+++ Extrait du document

Fin mai 1967, la police tuait en Guadeloupe. Aujourd’hui encore, nul ne connaît avec précision le nombre de victimes de la répression des émeutes de Pointe-à-Pitre. Officiellement de 8 morts mais certainement bien plus élevé, le bilan du massacre pourrait s’élever à une centaine de personnes. Artéfact d’une politique coloniale que l’état Français n’a jamais vraiment reniée, la répression de mai 67 demeure encore un sujet largement méconnu en métropole tant elle a été passée sous silence par l’état Gaulliste.
En mai 1967, la colère gronde à Pointe-à-Pitre. Depuis plusieurs mois, un mouvement de protestation s’est répandu dans toute la Guadeloupe. Appelées en renfort de la police locale, des unités venues de métropole occupent le terrain, rendant la situation d’autant plus pesante.
Ce n’est pourtant pas la première fois que l’ile se retrouve en proie à d’important mouvements sociaux et quadrillée par les troupes de la puissance coloniale ; ce ne sera pas non plus la dernière. En 2021 ou 2009 comme en 1967, les temps ont changé mais pourtant, un grand nombre de revendications restent les mêmes. Cout de la vie élevé, faibles salaires et racisme habituel d’une élite majoritairement blanche et issue de métropole sont particulièrement mal vécu par la population. Les années 1960 sont aussi celles de la décolonisation. Portés par l’exemple africain, des groupes indépendantistes ou autonomistes comme le GONG – Groupe d’Organisation Nationale de la Guadeloupe – rencontrent une certaine popularité.
En cette année 1967, le ressentiment envers France est donc élevé sur l’ile et il suffirait d’un rien pour mettre le feu aux poudres. Cette étincelle, ce sera l’agression d’un vieillard par un riche propriétaire blanc.
Le 20 mars, Vladimir Snarsky, propriétaire d’un grand magasin de chaussures de Pointe-à-Pitre lâche son chien sur Raphaël Balzinc qui avait installé son étal de cordonnerie en face de son établissement. « Va dire bonjour au nègre » aurait-il dit à l’animal. Suite à cette attaque, Raphaël Balzinc veut aller porter plainte mais la foule elle, en a assez de la justice coloniale et de son ordre raciste. Rapidement, un attroupement se forme, le magasin est pillé et la Mercédès de Snarsky est jetées à la mer. Pris à partie, ce dernier parvient à s’enfuir exfiltré par la police mais, il ourdit déjà sa vengeance.
Car Vladimir Snarsky n’est pas qu’un simple propriétaire blanc et raciste, il est aussi responsable local de l’UNR – le mouvement gaulliste – et il a des relations. Parmi elles, se trouve Jacques Foccart, le « Monsieur Afrique » du régime gaulliste et fondateur du tristement célèbre SAC – le Service d’Action Civique –, milice du régime gaulliste liée au grand banditisme et responsable de plusieurs assassinats.

++++++
+++ Données fournies

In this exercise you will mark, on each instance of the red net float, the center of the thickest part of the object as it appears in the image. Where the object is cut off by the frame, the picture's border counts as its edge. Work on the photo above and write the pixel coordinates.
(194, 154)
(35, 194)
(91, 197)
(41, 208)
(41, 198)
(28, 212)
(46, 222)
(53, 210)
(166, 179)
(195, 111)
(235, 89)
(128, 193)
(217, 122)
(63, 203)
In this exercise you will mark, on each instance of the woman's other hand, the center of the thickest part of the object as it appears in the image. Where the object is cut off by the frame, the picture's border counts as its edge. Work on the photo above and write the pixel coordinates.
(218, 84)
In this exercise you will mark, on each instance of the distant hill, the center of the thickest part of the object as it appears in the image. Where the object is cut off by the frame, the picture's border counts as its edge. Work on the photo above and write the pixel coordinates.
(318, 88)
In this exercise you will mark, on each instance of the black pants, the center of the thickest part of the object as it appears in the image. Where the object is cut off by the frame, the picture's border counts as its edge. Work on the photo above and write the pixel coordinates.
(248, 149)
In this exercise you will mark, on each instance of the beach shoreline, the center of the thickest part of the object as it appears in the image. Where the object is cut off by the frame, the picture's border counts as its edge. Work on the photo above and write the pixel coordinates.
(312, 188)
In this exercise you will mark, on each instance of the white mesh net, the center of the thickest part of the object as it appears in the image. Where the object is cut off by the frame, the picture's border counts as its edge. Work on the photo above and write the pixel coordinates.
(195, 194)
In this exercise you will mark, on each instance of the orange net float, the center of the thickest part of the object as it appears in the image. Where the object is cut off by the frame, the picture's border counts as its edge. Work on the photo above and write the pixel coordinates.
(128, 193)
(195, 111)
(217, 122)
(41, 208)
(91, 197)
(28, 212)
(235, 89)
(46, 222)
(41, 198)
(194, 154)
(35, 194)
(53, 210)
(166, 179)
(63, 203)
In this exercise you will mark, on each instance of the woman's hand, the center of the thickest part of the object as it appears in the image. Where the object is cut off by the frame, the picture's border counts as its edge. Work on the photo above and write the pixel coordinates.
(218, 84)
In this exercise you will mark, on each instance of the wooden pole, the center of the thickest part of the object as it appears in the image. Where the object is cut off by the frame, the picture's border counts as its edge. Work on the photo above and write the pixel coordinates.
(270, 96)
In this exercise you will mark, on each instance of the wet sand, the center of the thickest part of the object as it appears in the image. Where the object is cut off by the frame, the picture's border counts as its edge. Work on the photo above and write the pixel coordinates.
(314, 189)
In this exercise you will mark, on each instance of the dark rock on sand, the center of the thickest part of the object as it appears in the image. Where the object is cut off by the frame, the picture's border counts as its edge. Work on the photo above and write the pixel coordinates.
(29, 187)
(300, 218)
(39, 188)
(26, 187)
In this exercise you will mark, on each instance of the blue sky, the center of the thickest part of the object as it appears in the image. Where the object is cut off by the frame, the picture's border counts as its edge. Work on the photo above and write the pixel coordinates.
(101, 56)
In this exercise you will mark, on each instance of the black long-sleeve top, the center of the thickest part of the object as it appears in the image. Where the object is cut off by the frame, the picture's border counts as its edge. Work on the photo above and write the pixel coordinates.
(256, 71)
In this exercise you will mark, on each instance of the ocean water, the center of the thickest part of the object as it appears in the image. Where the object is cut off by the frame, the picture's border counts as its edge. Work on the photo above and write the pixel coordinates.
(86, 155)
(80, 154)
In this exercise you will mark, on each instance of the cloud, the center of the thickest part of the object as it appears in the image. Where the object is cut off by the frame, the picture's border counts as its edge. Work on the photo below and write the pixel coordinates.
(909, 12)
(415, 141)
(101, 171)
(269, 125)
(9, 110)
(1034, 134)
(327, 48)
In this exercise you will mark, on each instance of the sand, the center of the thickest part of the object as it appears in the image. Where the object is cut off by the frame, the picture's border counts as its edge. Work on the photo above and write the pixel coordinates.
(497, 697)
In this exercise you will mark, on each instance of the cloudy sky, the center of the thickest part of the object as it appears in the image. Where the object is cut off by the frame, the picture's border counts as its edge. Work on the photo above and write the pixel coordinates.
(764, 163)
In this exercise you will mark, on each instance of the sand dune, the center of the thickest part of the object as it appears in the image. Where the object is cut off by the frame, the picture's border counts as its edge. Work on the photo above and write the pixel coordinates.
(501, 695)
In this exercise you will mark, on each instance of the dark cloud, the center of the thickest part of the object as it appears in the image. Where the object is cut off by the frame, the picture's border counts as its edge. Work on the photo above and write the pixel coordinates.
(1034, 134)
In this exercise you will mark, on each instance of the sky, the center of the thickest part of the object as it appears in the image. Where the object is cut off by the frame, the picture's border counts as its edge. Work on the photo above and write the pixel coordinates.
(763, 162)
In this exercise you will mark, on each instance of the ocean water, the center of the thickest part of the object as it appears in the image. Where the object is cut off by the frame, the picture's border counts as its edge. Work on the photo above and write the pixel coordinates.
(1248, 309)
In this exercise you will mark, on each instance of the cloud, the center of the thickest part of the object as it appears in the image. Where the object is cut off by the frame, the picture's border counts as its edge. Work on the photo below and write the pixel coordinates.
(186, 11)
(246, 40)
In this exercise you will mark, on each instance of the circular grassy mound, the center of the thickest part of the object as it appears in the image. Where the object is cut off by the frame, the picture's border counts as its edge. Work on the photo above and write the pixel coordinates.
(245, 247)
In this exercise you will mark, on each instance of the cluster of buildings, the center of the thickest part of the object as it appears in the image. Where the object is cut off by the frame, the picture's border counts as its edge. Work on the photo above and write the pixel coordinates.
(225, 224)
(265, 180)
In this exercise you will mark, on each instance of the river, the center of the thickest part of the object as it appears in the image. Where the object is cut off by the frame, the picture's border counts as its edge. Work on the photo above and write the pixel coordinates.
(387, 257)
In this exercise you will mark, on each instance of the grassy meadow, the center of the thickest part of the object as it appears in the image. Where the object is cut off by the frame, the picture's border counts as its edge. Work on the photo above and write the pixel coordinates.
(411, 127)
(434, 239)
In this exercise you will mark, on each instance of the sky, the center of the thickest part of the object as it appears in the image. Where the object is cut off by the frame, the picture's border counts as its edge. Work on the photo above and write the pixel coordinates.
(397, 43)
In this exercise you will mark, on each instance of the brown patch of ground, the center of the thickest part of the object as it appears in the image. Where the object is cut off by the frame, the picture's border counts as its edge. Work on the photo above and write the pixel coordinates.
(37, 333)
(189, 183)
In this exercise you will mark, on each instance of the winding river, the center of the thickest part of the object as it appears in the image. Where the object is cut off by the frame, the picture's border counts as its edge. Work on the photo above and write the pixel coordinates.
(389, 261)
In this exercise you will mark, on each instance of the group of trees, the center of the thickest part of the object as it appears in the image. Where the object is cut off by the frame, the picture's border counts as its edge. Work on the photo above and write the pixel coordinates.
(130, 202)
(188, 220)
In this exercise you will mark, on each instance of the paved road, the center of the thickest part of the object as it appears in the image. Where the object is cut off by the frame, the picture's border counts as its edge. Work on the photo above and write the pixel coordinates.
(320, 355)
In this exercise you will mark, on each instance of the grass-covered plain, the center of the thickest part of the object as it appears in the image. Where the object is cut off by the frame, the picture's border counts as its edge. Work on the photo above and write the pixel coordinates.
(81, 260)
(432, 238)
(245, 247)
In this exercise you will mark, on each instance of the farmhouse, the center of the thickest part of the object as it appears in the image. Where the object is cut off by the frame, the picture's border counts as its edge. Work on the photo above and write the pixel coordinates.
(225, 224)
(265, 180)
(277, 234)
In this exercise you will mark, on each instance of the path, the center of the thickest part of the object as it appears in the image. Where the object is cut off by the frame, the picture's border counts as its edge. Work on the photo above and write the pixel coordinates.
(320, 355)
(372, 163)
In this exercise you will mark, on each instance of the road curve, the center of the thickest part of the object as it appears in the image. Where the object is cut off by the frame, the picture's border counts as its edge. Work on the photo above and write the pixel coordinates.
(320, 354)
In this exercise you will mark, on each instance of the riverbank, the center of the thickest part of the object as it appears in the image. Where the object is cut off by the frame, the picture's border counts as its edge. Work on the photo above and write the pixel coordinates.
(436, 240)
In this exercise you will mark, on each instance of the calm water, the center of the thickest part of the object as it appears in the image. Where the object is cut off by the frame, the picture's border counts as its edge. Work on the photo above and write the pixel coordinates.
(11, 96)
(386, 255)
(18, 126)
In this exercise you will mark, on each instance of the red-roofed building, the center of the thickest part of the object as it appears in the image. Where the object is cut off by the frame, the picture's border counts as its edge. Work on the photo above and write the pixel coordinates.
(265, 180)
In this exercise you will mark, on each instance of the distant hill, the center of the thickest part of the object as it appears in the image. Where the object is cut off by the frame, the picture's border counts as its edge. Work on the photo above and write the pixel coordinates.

++++++

#### Vos consignes:
Recopiez tel quel le passage du texte sur mai 1967 en Guadeloupe, de « En cette année » à « riche propriétaire blanc. ».

#### La réponse:
En cette année 1967, le ressentiment envers France est donc élevé sur l’ile et il suffirait d’un rien pour mettre le feu aux poudres. Cette étincelle, ce sera l’agression d’un vieillard par un riche propriétaire blanc.